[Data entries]

::::

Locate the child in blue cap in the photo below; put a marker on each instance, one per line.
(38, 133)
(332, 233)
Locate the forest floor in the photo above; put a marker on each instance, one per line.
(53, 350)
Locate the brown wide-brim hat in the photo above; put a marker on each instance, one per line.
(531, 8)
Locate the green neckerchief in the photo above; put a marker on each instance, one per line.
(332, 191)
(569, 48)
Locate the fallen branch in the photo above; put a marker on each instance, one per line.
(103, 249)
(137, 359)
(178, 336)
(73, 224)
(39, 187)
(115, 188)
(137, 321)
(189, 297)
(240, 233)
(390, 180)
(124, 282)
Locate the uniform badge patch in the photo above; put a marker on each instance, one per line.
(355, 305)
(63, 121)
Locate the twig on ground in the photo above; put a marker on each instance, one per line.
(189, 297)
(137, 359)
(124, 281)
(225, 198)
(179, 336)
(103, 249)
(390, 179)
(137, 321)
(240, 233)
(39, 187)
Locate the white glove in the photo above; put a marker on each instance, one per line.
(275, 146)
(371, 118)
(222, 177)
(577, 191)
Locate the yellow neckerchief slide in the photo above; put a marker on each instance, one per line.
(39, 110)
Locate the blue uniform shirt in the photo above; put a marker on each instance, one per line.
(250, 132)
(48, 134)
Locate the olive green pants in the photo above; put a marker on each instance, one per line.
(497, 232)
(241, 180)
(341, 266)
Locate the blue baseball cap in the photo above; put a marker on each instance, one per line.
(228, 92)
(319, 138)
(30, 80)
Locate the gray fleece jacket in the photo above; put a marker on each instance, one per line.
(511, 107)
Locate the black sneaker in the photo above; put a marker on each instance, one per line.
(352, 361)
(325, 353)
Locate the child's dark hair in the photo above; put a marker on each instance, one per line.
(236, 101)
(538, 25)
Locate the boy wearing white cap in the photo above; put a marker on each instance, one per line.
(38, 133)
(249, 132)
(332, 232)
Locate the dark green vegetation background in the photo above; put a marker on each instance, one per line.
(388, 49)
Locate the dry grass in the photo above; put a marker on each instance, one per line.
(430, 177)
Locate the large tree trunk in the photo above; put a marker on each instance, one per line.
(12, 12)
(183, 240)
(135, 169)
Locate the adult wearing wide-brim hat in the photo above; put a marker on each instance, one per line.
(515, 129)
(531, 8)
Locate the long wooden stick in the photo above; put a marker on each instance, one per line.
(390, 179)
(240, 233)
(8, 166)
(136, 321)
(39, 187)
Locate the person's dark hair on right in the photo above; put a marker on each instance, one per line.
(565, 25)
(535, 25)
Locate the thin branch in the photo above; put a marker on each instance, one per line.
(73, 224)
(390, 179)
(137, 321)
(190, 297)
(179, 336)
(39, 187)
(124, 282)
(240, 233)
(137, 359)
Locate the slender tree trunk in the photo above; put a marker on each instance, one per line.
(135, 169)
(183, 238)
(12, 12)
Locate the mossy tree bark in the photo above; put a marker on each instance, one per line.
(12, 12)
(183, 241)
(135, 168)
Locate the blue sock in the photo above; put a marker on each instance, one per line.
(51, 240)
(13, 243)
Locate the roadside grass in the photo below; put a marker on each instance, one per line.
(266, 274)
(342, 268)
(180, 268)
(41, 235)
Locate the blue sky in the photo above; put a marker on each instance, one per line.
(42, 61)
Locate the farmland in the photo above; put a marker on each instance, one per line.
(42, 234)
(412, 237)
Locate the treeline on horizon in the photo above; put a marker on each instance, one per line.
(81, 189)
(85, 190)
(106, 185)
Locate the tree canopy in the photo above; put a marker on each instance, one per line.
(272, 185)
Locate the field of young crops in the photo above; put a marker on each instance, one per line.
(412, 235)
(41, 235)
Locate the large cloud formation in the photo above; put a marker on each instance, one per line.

::::

* [Problem] Exact copies of all the records are required.

* [Output]
Locate the child in blue cap in the photo below; put a marker on each instance, one per line.
(38, 133)
(332, 233)
Locate the forest floor in the photo above; put a marker on each instance, one per line.
(53, 350)
Locate the brown wide-brim hat in the photo above; put a marker on each instance, one per line.
(531, 8)
Locate the green neckerchief in the photo above; put a marker on each instance, one per line.
(332, 191)
(569, 48)
Locate the fallen branch in the photo above; put a marker on each instance, one per line.
(103, 249)
(137, 359)
(178, 336)
(73, 224)
(39, 187)
(115, 188)
(137, 321)
(189, 297)
(240, 233)
(390, 180)
(124, 282)
Locate the uniform badge patch in the photo above; put a marker on each instance, one per line.
(355, 305)
(63, 121)
Locate the twig on ground in the photo above; put a marker on each instance, one per line.
(189, 297)
(137, 359)
(124, 281)
(225, 198)
(179, 336)
(103, 249)
(390, 179)
(137, 321)
(240, 233)
(39, 187)
Locate the white glove in the photo above; put a marker on each instance, one per line.
(275, 146)
(371, 118)
(222, 177)
(577, 191)
Locate the yellow neckerchief slide in the photo above; put a marker on each instance, one per line.
(39, 110)
Locate the blue uniform shirt in the photo above; put a marker on each instance, one per line.
(250, 132)
(48, 134)
Locate the olive green pants in the photo above; put a marker on each instance, one per line.
(497, 232)
(241, 180)
(341, 266)
Locate the blue baseball cap in the photo above; put a marker on each instance, one per line.
(228, 92)
(319, 138)
(30, 80)
Locate the gray fleece jacket in the photo above; put a marker on each instance, one per line.
(511, 107)
Locate the black sneaker in the photo above; put a marker on each instance, one per line.
(352, 361)
(325, 353)
Locate the child's dark hair in the photo above; put a marker on each instance, one per line.
(236, 101)
(538, 25)
Locate the boy wearing white cap in the photo above; put a marker on each instance, one per line.
(38, 133)
(249, 132)
(332, 232)
Locate the dark green vegetation background in the photo above; put a marker on each instance, one per line.
(388, 49)
Locate the dry grass in the photo above; put a marker on each instance, one per line.
(430, 177)
Locate the large tree trunk in the photo above; put a marker on each instance, one per line.
(12, 12)
(183, 240)
(135, 169)
Locate the adult wearing wide-brim hat in the photo above; put a marker on each instance, one per line.
(515, 129)
(531, 8)
Locate the long wooden stick in the photo above; put a marker on each instance, one per line.
(390, 179)
(240, 233)
(8, 166)
(136, 321)
(39, 187)
Locate the person's dark hair on right in the photo above; put a marker on each instance, one per line.
(565, 25)
(535, 25)
Locate the thin branch in the photo above; put a marker on each instance, one per line.
(73, 224)
(390, 179)
(137, 321)
(190, 297)
(179, 336)
(39, 187)
(124, 282)
(240, 233)
(137, 359)
Locate the slender tree trunk in the photo above; put a marker on each instance, one per line.
(135, 169)
(183, 238)
(12, 12)
Locate the mossy tree bark in the photo above; put a marker on each instance, one per line.
(12, 12)
(183, 241)
(135, 168)
Locate the blue sock in the photo above; put a marker on each instance, one per line.
(51, 240)
(13, 243)
Locate the roadside grass in the photo below; put a marker on each instance, one per line.
(266, 274)
(342, 268)
(180, 268)
(41, 235)
Locate the blue sky in the photo above; put a marker on each instance, one per line.
(42, 61)
Locate the farmland in the photo above; put a marker on each instance, one per line.
(42, 234)
(412, 237)
Locate the treeline on horizon in the photo above; put a marker on each instance, one per line.
(81, 189)
(85, 190)
(106, 185)
Locate the tree canopy in the photo above; put a marker on each instance, one per line.
(272, 185)
Locate the field of young crops in the photo above; put a marker on each instance, one per line.
(412, 235)
(41, 235)
Locate the large cloud formation in the photo above; put a marker on each instance, one per line.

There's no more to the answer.